Lines before the one containing "[tag] pink rose" are to be left out; reproduce that line and all the rest of the entries exactly.
======
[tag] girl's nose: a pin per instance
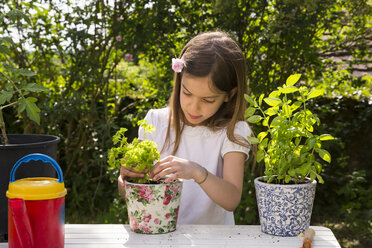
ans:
(195, 106)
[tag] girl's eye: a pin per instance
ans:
(209, 101)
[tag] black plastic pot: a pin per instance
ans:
(19, 146)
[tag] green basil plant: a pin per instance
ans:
(287, 144)
(138, 155)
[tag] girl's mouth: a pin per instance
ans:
(194, 117)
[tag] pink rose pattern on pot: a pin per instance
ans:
(153, 208)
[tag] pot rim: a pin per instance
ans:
(53, 139)
(178, 180)
(257, 181)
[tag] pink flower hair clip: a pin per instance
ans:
(178, 64)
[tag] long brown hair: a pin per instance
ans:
(218, 56)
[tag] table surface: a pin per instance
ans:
(117, 235)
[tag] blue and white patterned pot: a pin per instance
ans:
(285, 210)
======
• _Task answer_
[tag] pink rose pattern on pot: a pin per instance
ans:
(153, 208)
[tag] pot rim: a pin per instance
ans:
(53, 139)
(178, 180)
(257, 181)
[tag] pink flower hair clip: a pin per instance
ans:
(178, 64)
[tag] long brown hair: a pin per instance
ans:
(218, 56)
[tag] table surface: a pin per instance
ans:
(117, 235)
[tag] blue and white patterned pot: a pin per instance
ans:
(285, 210)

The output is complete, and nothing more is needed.